Prompt: Pick out each row below that contains the word "outline", and copy those rows in full.

Record excerpts:
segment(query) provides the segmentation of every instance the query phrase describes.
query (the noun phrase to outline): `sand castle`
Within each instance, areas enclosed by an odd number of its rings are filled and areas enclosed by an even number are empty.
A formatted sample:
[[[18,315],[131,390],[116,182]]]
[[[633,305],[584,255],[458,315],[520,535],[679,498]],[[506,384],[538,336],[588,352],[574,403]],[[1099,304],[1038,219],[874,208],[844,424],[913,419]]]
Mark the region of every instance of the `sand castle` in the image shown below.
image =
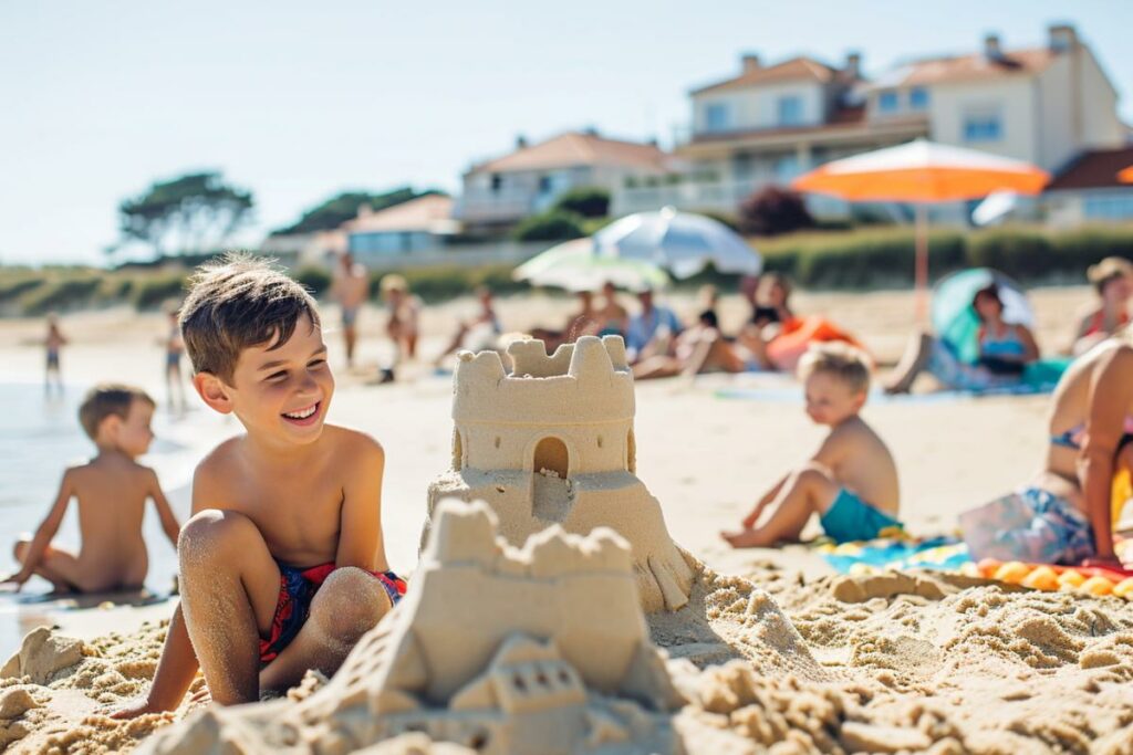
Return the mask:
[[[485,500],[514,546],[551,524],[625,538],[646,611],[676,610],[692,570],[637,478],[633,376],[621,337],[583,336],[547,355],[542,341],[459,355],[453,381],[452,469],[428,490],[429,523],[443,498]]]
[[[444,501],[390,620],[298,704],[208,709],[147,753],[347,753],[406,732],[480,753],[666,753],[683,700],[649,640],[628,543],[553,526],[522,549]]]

* * *

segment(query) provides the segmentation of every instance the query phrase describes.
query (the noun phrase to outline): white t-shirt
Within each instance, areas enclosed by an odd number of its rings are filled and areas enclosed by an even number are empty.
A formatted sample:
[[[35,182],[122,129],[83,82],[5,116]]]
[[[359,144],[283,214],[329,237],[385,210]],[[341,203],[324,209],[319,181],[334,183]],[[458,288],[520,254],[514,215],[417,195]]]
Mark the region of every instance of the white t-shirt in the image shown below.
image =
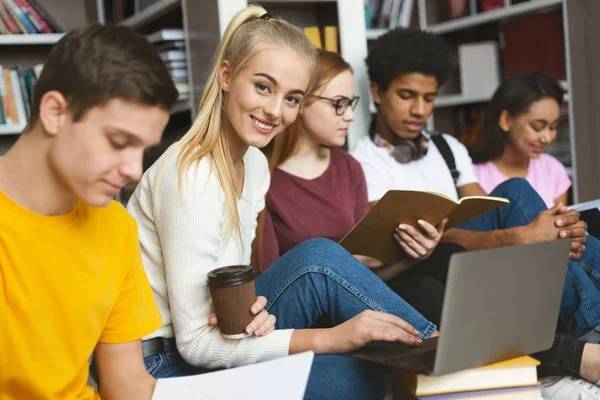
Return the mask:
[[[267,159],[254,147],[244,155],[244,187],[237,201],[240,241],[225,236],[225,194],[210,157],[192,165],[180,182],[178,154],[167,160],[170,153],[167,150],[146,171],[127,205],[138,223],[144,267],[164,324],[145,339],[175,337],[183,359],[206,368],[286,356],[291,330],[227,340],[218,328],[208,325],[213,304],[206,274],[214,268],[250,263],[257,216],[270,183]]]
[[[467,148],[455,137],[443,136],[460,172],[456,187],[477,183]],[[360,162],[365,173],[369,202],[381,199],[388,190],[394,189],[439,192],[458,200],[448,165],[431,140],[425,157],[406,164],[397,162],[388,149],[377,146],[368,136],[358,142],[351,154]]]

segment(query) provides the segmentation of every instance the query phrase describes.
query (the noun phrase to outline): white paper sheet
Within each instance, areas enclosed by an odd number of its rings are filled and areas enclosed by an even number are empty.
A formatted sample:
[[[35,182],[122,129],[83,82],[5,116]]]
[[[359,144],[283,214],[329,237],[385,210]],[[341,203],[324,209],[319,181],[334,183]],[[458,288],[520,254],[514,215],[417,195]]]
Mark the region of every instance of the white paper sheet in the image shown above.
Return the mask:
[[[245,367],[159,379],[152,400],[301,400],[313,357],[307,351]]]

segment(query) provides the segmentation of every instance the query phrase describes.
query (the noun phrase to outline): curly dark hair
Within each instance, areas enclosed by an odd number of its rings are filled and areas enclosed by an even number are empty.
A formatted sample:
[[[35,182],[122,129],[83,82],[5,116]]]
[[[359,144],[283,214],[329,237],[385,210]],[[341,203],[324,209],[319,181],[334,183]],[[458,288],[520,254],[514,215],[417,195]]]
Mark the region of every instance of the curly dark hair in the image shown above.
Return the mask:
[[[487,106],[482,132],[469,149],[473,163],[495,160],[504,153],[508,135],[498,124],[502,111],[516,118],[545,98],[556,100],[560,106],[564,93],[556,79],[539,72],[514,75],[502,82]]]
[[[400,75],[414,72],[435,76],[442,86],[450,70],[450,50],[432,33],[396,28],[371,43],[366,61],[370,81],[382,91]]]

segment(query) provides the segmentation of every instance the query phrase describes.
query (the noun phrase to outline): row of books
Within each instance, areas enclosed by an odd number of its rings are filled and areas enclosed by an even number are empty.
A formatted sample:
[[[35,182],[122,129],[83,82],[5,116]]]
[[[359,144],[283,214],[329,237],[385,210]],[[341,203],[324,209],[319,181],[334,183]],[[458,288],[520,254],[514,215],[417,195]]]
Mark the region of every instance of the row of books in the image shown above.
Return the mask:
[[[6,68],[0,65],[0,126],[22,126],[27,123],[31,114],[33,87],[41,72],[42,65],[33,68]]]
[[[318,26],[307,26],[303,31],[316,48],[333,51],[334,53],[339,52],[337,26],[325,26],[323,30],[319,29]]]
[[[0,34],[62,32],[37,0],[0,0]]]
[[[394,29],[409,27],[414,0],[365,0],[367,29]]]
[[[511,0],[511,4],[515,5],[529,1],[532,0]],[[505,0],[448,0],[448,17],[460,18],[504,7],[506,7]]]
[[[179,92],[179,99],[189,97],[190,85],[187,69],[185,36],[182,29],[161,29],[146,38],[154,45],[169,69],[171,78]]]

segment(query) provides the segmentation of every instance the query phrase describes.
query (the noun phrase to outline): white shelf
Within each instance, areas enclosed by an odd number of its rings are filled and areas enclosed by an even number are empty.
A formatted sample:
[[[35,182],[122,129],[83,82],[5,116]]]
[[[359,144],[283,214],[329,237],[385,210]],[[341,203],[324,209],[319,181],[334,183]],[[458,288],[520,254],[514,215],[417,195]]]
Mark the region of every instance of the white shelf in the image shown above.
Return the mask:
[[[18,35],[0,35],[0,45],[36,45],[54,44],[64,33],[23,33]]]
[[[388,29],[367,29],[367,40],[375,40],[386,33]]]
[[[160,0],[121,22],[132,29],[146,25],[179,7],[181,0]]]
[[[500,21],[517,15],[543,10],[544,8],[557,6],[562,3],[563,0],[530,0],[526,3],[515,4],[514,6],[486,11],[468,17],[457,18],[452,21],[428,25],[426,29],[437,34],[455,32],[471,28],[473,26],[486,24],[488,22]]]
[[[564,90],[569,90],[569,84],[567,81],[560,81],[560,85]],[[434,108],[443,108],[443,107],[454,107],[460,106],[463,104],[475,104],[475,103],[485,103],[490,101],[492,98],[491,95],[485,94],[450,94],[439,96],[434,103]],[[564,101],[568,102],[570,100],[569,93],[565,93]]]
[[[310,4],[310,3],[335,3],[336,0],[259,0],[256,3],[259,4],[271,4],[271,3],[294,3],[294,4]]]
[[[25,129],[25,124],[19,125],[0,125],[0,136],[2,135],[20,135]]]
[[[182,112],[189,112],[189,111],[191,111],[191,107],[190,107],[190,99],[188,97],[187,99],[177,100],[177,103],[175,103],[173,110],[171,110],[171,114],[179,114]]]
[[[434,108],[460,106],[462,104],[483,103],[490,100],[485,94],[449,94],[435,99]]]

Solution for this problem:
query (the noun phrase to outline): `sand castle`
query (the noun phrase to outline): white t-shirt
query (the noun phrase to outline): white paper sheet
query (the noun phrase to outline): curly dark hair
query (the noun phrase to outline): row of books
query (the noun phrase to outline): white shelf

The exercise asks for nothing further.